Clustering

In this example, ICS is used for exploratory data analysis. Using a real-world dataset, it illustrates how ICS can reveal interesting structures in the data - in this case, clusters.

The dataset used here is the same as in the Outlier Detection tutorial, namely the Forest covertypes dataset. It contains cartographic information about forest patches, where the target variable corresponds to the dominant tree species in each patch. The dataset includes 54 features whose description is available online.

This example focuses on exploratory analysis of the observations belonging to cover type 2, which is the largest class in the dataset.

First, let us load the dataset, separate the features X and the target y, and filter the observations corresponding to cover type 2 (y=2).

from sklearn.datasets import fetch_covtype

X, y = fetch_covtype(return_X_y=True, as_frame=True)

• [Objective 1]:
Answer from the clustering tutorial above:
(a) What kind of analysis is ICS used for in this example?
(b) How many features does the Forest covertypes dataset include?
(c) Why does the example focus on cover type 2?
• [Objective 2]:
Continue the clustering tutorial from its last line of code, picking up with the step that filters the observations of cover type 2.

• [Record excerpts]:
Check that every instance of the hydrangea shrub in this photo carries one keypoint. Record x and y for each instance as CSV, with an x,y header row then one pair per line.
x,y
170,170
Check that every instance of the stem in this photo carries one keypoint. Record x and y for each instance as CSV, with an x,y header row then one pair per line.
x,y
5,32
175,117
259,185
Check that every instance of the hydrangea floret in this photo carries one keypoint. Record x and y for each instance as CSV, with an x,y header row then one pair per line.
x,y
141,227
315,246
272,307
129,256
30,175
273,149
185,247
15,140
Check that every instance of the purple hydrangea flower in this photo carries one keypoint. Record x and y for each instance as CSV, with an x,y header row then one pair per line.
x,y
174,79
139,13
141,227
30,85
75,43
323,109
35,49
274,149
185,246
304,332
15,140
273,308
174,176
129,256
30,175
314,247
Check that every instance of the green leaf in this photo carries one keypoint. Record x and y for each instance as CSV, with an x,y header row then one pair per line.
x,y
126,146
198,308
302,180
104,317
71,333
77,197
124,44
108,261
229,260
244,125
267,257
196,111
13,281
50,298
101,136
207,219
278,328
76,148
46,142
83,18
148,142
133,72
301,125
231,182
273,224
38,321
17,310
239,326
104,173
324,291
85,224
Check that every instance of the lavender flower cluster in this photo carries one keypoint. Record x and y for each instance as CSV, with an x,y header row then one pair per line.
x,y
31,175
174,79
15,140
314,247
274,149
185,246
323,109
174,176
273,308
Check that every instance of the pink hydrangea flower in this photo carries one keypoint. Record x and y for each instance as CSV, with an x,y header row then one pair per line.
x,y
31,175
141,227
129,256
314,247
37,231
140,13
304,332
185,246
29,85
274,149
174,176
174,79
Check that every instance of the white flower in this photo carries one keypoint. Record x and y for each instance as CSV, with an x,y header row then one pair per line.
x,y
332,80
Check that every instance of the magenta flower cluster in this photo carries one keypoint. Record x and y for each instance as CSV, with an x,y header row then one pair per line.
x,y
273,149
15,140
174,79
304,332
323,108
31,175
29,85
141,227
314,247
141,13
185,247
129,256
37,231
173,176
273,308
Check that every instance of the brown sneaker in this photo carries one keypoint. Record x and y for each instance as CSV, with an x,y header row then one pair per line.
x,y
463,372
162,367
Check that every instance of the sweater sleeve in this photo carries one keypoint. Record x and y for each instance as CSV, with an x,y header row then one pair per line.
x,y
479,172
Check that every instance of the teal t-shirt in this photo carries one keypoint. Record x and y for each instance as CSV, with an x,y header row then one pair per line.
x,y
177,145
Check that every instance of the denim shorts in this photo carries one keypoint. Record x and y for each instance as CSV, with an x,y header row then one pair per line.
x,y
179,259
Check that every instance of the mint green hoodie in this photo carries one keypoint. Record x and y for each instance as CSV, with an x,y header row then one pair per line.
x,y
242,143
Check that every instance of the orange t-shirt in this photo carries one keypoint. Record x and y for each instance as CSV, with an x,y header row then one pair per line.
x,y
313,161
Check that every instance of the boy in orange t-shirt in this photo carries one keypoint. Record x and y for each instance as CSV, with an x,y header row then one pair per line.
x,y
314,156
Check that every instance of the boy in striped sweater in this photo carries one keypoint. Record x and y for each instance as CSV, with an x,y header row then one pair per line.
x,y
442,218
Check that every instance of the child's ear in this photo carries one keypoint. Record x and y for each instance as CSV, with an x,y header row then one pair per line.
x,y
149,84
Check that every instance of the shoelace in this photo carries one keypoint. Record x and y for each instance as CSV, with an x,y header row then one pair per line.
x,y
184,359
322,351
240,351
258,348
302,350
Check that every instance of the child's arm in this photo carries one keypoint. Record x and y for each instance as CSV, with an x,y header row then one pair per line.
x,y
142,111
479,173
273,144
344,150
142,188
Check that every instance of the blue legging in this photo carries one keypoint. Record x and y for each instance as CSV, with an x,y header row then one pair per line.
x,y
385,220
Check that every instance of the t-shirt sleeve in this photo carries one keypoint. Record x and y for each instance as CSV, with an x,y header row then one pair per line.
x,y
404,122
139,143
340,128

• [Expected answer 1]:
(a) Exploratory data analysis.
(b) 54 features.
(c) It is the largest class in the dataset.

• [Expected answer 2]:
print(y.value_counts())
s = (y == 2)
X = X.loc[s]
y = y.loc[s]

print("X shape:", X.shape)
Cover_Type
2    283301
1    211840
3     35754
7     20510
6     17367
5      9493
4      2747
Name: count, dtype: int64

X shape: (283301, 54)

As in the Outlier Detection example, we remove variables containing almost only zeros in order to avoid singularity issues.

# Features cleaning
zero_ratio = (X == 0).mean()
cols_to_drop = zero_ratio[zero_ratio > 0.95].index
print("Features to drop (more than 95% of 0 values):\n", cols_to_drop)
X = X.drop(cols_to_drop, axis=1)
print("X shape:", X.shape)
Features to drop (more than 95% of 0 values):
 Index(['Wilderness_Area_1', 'Wilderness_Area_3', 'Soil_Type_0', 'Soil_Type_1',
       'Soil_Type_2', 'Soil_Type_3', 'Soil_Type_4', 'Soil_Type_5',
       'Soil_Type_6', 'Soil_Type_7', 'Soil_Type_8', 'Soil_Type_9',
       'Soil_Type_10', 'Soil_Type_12', 'Soil_Type_13', 'Soil_Type_14',
       'Soil_Type_15', 'Soil_Type_16', 'Soil_Type_17', 'Soil_Type_18',
       'Soil_Type_19', 'Soil_Type_20', 'Soil_Type_21', 'Soil_Type_23',
       'Soil_Type_24', 'Soil_Type_25', 'Soil_Type_26', 'Soil_Type_27',
       'Soil_Type_30', 'Soil_Type_33', 'Soil_Type_34', 'Soil_Type_35',
       'Soil_Type_36', 'Soil_Type_37', 'Soil_Type_38', 'Soil_Type_39'],
      dtype='str')
X shape: (283301, 18)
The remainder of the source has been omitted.